[EXERCISE] Please rewrite the stretch of the material from the line containing "Thank you for the photo above. Could you indicate the yellow" through the end of the material, requests included. Multiply every coordinate in the answer pairs that follow each "Target:" line by 2.1, rounding to whole numbers with halves going up, and leave the sample pairs inside the requests as they are.

★ ★ ★ ★

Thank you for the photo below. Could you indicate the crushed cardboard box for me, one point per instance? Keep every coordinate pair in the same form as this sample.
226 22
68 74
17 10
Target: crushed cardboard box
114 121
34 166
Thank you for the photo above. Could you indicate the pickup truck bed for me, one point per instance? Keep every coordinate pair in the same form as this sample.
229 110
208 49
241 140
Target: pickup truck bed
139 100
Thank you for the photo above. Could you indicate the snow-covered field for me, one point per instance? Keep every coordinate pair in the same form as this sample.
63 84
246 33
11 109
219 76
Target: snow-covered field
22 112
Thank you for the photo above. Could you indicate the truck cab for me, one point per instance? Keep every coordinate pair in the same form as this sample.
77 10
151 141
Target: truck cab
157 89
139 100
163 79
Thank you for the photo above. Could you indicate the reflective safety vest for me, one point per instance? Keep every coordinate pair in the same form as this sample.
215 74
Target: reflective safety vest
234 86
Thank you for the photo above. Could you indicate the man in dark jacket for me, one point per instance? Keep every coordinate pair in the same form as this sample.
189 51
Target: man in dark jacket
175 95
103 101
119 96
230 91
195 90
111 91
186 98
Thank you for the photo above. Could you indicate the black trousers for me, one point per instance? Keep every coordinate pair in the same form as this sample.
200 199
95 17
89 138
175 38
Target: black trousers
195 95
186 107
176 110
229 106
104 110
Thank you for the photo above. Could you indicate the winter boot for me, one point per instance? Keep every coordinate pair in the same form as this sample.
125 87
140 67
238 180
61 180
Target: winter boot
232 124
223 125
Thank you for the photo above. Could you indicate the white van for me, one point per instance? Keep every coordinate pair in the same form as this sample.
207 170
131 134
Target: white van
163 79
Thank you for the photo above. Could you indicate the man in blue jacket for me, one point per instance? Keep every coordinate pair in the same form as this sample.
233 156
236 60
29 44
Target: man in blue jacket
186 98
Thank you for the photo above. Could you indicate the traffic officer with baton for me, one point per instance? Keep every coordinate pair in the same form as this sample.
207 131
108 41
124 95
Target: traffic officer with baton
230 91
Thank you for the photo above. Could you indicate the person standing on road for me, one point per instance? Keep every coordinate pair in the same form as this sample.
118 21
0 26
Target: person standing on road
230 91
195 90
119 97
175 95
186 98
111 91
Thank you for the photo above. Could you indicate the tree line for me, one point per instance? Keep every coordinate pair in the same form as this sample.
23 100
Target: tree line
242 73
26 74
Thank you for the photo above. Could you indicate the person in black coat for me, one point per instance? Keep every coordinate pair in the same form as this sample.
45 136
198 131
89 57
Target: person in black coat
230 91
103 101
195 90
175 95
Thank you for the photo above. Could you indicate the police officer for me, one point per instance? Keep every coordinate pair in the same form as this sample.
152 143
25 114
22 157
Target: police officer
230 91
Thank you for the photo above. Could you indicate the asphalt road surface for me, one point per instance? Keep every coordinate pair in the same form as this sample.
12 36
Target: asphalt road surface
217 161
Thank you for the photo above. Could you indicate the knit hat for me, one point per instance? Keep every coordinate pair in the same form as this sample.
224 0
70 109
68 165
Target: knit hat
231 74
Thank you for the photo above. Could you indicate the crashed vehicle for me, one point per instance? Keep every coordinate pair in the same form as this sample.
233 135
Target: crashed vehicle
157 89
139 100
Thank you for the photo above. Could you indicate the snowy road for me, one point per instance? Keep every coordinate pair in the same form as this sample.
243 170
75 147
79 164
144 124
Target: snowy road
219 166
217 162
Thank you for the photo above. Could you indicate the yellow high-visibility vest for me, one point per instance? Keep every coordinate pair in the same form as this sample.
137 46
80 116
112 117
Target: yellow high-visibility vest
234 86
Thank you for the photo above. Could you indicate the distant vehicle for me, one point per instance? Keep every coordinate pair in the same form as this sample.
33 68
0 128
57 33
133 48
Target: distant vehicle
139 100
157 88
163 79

★ ★ ★ ★

[EXERCISE RESULT]
Thank you for the photo above. Could you indicate the yellow high-visibility vest for me, one point per instance? Keep every coordinate pair in the same form as this sample.
137 46
80 116
112 117
Target: yellow high-visibility vest
491 181
Thank you for the photo above. Could you indicate the distant vehicle for me, one point per instance? Keep every coordinate pair in the same form as this sample.
33 68
0 128
57 33
133 48
Target: distant vehicle
292 210
330 185
342 166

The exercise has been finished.